▸ **TASK DIRECTIONS**
Turn the data below into a numbered list with one line per item, omitting any blank lines and leaving out the pictures.

Entries drawn from a collection:
* * * * * * *

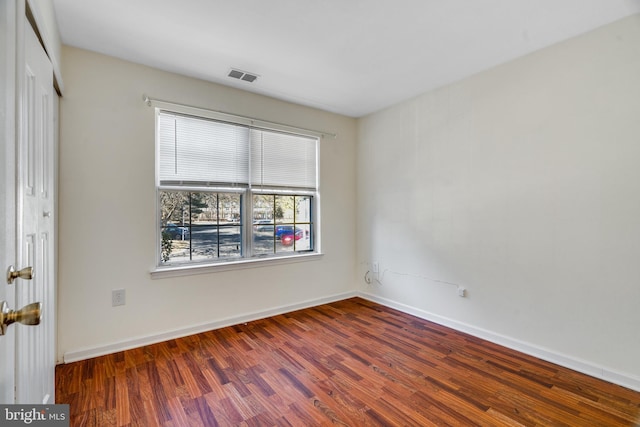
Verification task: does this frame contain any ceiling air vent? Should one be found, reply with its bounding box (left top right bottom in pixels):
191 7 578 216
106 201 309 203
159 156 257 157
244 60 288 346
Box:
227 68 258 83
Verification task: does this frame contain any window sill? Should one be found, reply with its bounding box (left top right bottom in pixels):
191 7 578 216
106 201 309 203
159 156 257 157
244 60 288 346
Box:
151 253 323 279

* * * * * * *

▸ **EXPECTED ANSWER**
1. Verification task: does this frame contain any ceiling air vent? Should one be found, reply with its bounding box (left top right bottom in pixels):
2. 191 7 578 216
3. 106 201 309 203
4. 159 156 257 157
5. 244 60 288 346
6. Box:
7. 227 68 258 83
8. Verification task: does this frame contain any window sill? Should one be found, reply with its bounding box (left top right bottom in pixels):
9. 191 7 578 216
10. 106 201 309 203
11. 159 156 257 157
12. 244 60 288 346
13. Box:
14. 151 253 323 279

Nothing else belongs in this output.